Brian Daboll pulled the Giants out of a ditch, then drove them right back into it
After a season of hope and promise, the Giants are back to their losing ways. Can Brian Daboll right the ship?
Reputations in the NFL are like goldfish in a family home. You don’t just have to nurture them, you have to protect them from all kinds of bizarre, unexpected and unfathomable occurrences. Sometimes a goldfish has to survive getting an entire can of Coke or a whole bag of potato chips dunked in its tank, and sometimes a reputation has to survive losing a game you had a 99.9 percent chance of winning with 30 seconds left.
Coming into this season, Brian Daboll wasn’t the darling of New York — that would be Aaron Rodgers, who held that title for all of four plays — but coming off a 9-7-1 season where he won NFL Coach of the Year, expectations for Daboll were high enough.

• **Records shown**
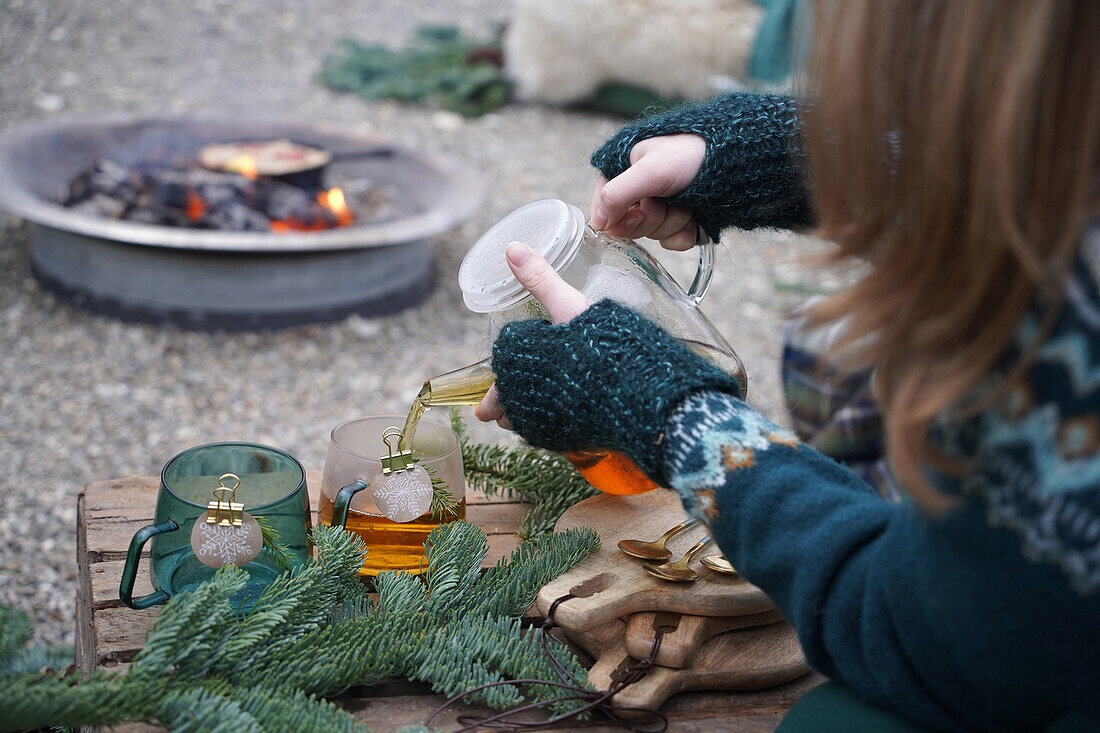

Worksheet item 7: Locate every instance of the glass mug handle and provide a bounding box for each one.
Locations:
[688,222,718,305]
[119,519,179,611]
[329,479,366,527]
* * *
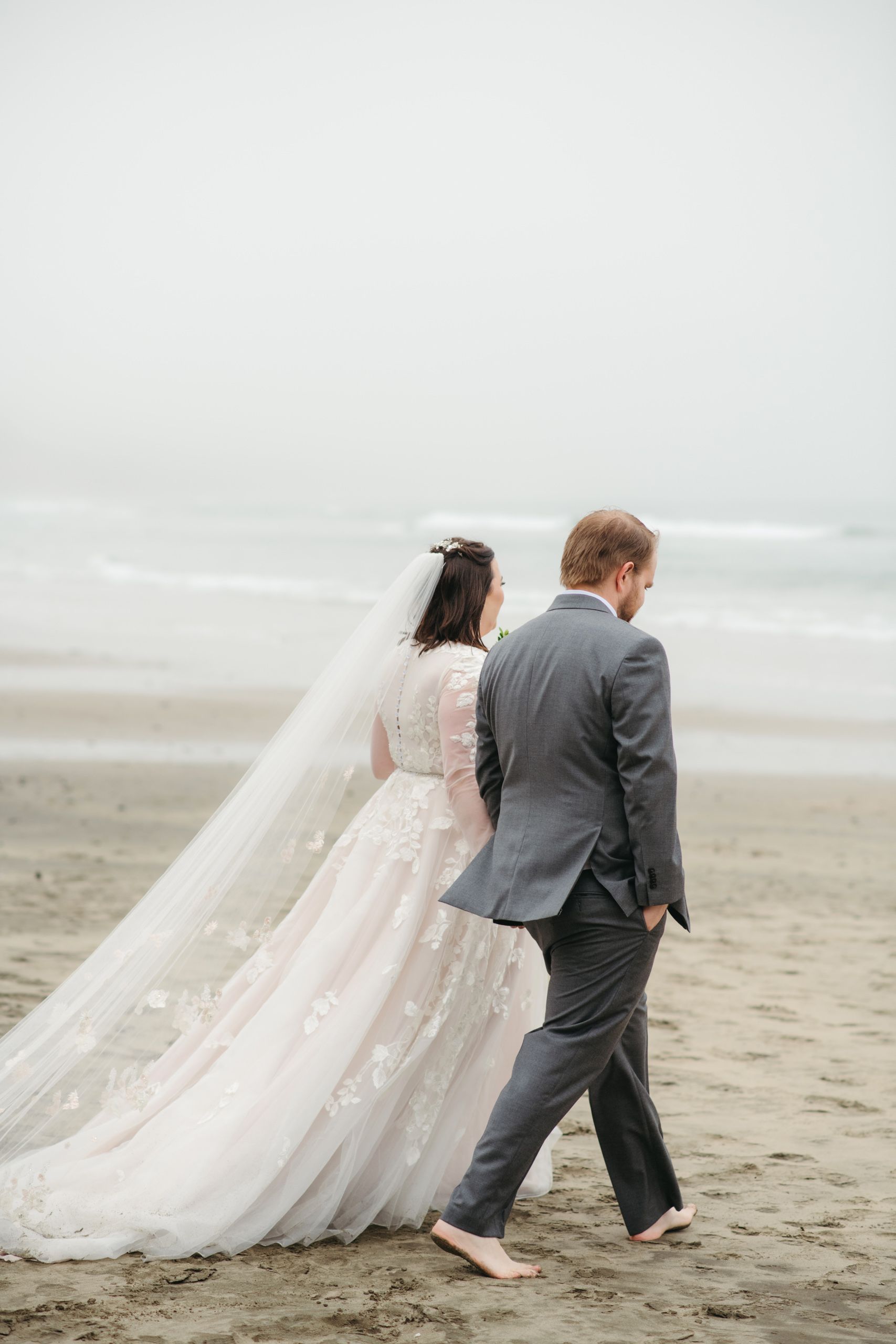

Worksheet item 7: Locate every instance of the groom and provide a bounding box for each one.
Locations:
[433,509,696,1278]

• **Assignment**
Copy the piece on Brian Daboll starting with "Brian Daboll pulled" and going on through "30 seconds left.", but swap "goldfish" for "hamster". The items don't matter for anything here.

• **Answer box**
Brian Daboll pulled the Giants out of a ditch, then drove them right back into it
After a season of hope and promise, the Giants are back to their losing ways. Can Brian Daboll right the ship?
Reputations in the NFL are like hamster in a family home. You don’t just have to nurture them, you have to protect them from all kinds of bizarre, unexpected and unfathomable occurrences. Sometimes a hamster has to survive getting an entire can of Coke or a whole bag of potato chips dunked in its tank, and sometimes a reputation has to survive losing a game you had a 99.9 percent chance of winning with 30 seconds left.